OBJECTIVE:
Output all records precisely as written.
· · · · · · ·
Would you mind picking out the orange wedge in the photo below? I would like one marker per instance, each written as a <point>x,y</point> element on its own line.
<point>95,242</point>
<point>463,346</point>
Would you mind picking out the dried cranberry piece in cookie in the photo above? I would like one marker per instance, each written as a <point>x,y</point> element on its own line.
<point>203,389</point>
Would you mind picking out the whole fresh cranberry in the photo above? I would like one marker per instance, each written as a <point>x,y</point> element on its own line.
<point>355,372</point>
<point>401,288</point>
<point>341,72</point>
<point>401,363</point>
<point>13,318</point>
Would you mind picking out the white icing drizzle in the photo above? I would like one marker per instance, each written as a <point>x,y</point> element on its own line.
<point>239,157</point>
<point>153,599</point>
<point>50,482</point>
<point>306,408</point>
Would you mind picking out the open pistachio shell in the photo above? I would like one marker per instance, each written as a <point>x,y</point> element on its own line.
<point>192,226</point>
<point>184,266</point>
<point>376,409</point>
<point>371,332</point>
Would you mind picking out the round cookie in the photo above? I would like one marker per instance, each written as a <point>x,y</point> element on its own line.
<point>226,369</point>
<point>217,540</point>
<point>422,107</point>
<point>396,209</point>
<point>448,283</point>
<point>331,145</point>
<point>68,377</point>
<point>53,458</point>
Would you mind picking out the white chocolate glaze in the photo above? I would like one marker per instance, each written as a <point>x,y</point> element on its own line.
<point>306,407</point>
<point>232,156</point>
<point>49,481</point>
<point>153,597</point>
· · · · · · ·
WORKED SOLUTION:
Would you mind picking out the orange wedge in the photo below? I would like one marker per instance, each written as a <point>x,y</point> element on its own line.
<point>95,242</point>
<point>463,346</point>
Would you mind picking out the dried cranberry piece in cookie in the photo above? I would like one marker per instance, each written as a <point>x,y</point> element on its own line.
<point>203,389</point>
Would you mind picking out the whole fresh cranberry in the photo above? I would like one marker per instance, each written as a <point>x,y</point> element on its own line.
<point>355,372</point>
<point>401,288</point>
<point>341,72</point>
<point>401,363</point>
<point>13,318</point>
Would you mind picking out the white icing drizzle in the photo above? I would like one marker per instance, each written as a <point>x,y</point> element on its own line.
<point>239,157</point>
<point>153,599</point>
<point>50,482</point>
<point>306,408</point>
Would you mind picking out the open pistachio shell in the photo above? I would like one marker per instance, each written as a <point>x,y</point> element on its own line.
<point>192,226</point>
<point>184,266</point>
<point>376,409</point>
<point>371,332</point>
Would you mind picking out the round cookie in the photo above? I would like one marker per instance, each written as a <point>x,y</point> element on its own line.
<point>226,369</point>
<point>217,540</point>
<point>422,107</point>
<point>396,209</point>
<point>448,283</point>
<point>331,145</point>
<point>68,377</point>
<point>53,458</point>
Would you mind picking out the white chocolate glaze in the photo above? I would like one marker per instance, each written as a <point>x,y</point> element on its own line.
<point>306,407</point>
<point>232,156</point>
<point>49,481</point>
<point>153,597</point>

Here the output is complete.